Missing data lecture 7: Metropolis and Hamiltonian Monte Carlo

MCMC and Gibbs sampling recap

Suppose we want to sample from a distribution \(\pi(\theta)\) (for the rest of the lecture I’ll suppress the dependence on \(y\) unless otherwise noted), but we can’t easily do so, we might be able to create a Markov Chain whose stationary distribution is \(\pi(\theta)\).

The Markov Chain has the property that \[ P(\theta^{(n)} \in A \mid \theta^{(n-1)} = c_{n-1}, \dots, \theta^{(n-1)} = c_{1}) = P(\theta^{(n)} \in A \mid \theta^{(n-1)} = c_{n-1}) \] and that \[ P(\theta^{(n)} \in A \mid \theta^{(n-1)} = c) \] doesn’t depend on \(n\).

This transition function has the property that for any value \(c\) of \(\theta^{(n-1)}\), the function \(P(\theta^{n} \in A \mid \theta^{(n-1)} = c)\) is a probability measure over whatever space \(A\) is in, and for any fixed \(A\), \(P(\theta^{n} \in A \mid \theta^{(n-1)} = x)\) is a measurable function of \(x\).

In finite spaces, the transition function is just a matrix with \((i,j)^\mathrm{th}\) entry

What the proof from Tanner and Wong (1987) shows is that we can create a Markov Chain with the stationary distribution \(p(\theta)\) if we have a transition function \(P(\theta \mid \theta^\prime)\) with the following properties:

  1. \(\pi(\theta) = \int_{\theta^\prime} P(\theta \mid \theta^\prime) \pi(\theta^\prime) d\theta^\prime\)

  2. \(P(\theta \mid \theta^\prime) \leq M < \infty\) for all \(\theta, \theta^\prime\).

  3. For every \(\theta_0 \in \Omega_{\theta}\) there is an open neighborhood \(U\) of \(\theta_0\) so that: \[ P(\theta \mid \theta^\prime) > 0, \forall (\theta, \theta^\prime) \in U \]

and an initial distribution \(g(\theta)\) that satisfies:

\[ \sup_\theta g(\theta) / \pi(\theta) < \infty \] One way of showing condition 1 is by showing that a chain is reversible, namely that for two sets \(A\) and \(B\): \[ \int_{A} \pi(\theta^\prime) \int_B p(\theta \mid \theta^\prime) d\theta\, d\theta^\prime = \int_{B} \pi(\theta^\prime) \int_A p(\theta \mid \theta^\prime) d\theta\, d\theta^\prime \] We can represent \(\int_B p(\theta \mid \theta^\prime) d\theta\) as \(P(B \mid \theta^\prime)\) When \(A\) is the whole parameter space, \(\Omega_\theta\) this says something more interpretable: \[ \int_{\Omega_\theta} \pi(\theta^\prime) \int_B p(\theta \mid \theta^\prime) d\theta\, d\theta^\prime = \int_{B} \pi(\theta^\prime) d\theta^\prime \] This says: If I draw a value from the stationary distribution, and then draw a value from the transition function, my probability of landing in the set \(B\) is the same as if I had just measured whether the first draw was in set \(B\).

DATASET CONTENT:
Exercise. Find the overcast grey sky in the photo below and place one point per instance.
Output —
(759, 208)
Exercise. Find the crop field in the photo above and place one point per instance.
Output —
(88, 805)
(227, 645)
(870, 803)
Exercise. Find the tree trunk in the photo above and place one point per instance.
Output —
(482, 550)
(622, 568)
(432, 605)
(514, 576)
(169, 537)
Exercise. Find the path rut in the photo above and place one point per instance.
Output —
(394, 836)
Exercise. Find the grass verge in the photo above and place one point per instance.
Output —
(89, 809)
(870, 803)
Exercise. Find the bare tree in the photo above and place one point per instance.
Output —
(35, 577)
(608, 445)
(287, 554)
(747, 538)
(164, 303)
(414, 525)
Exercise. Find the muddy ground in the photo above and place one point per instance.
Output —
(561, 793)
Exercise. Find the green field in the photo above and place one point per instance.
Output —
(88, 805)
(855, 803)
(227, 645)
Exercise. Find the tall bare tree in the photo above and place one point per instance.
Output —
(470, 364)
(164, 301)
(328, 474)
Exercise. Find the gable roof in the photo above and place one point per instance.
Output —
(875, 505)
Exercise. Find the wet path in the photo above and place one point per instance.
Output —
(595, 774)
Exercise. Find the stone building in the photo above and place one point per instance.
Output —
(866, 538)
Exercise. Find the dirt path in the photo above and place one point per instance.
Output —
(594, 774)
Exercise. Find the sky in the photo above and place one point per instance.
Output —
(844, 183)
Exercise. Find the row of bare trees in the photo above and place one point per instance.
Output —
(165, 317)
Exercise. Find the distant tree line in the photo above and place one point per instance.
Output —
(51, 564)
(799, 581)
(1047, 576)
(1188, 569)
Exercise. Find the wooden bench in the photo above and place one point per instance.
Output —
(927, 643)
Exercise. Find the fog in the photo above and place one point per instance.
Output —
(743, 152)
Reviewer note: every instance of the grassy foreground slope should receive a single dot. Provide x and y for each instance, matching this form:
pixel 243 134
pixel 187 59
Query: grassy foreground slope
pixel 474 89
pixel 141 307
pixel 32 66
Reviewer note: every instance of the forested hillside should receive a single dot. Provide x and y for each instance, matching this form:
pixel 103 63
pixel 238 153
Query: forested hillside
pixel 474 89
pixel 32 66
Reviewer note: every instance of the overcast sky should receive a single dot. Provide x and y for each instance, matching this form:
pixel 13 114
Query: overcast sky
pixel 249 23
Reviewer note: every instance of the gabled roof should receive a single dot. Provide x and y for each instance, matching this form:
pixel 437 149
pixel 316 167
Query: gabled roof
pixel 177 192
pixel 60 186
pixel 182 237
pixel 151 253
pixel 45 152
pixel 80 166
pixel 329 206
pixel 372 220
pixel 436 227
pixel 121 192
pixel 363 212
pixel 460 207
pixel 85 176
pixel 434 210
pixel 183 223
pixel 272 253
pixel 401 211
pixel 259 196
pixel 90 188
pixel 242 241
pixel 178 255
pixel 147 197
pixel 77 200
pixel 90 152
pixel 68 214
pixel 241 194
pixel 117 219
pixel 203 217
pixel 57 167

PROBLEM TO SOLVE: Write the next part of the lecture on Metropolis and Hamiltonian Monte Carlo, starting right after its last sentence.

TASK RESPONSE:
Metropolis sampler

This is all from Geyer’s notes on MCMC, Geyer (2005).

One way to construct a transition function that has this behavior is by using the Metropolis algorithm.

  1. Sample a new point \(\theta^{(2)} \mid \theta^{(1)}\) with a proposal distribution that we can draw from, \(J(\theta^{(2)} \mid \theta^{(1)})\), such that \(J(\theta^{(1)} \mid \theta^{(2)})\) = \(J(\theta^{(2)} \mid \theta^{(1)})\).
  2. Accept the new point with probability \(\min(r,1)\): \[ r = \frac{\pi(\theta^{(2)})}{\pi(\theta^{(1)})} \] else set the next step of the Markov Chain to \(\theta^{(1)}\).

Crucially, this acceptance probability, which is called the Metropolis acceptance rate, can be computed without regards to the normalizing constant of the probability density.

We can see this easily because it’s a ratio of the same density evaluated at two different parameters. Let \(\pi(\theta) = p(\theta \mid y)\) where \(p(\theta)\) is the prior for \(\theta\), \(f_Y(y \mid \theta)\) is the density of the observations, and \(p(y) = \int_\theta p(\theta) f_Y(y \mid \theta) d \theta\):

\[ \begin{aligned} r & = \frac{p(\theta^{(2)} \mid y)}{p(\theta^{(1)} \mid y)} \\ & = \frac{p(\theta^{(2)}, y)/p(y)}{p(\theta^{(1)}, y)/p(y)} \\ & = \frac{p(\theta^{(2)}, y)}{p(\theta^{(1)}, y)} \\ & = \frac{p(\theta^{(2)}) f_Y(y \mid \theta^{(2)})}{p(\theta^{(1)}) f_Y(y \mid \theta^{(1)})} \end{aligned} \] This is helpful, because we don’t know the normalizing constant \(p(y)\) for most models we’re interested in fitting.

What does the Metropolis algorithm imply for the transition density?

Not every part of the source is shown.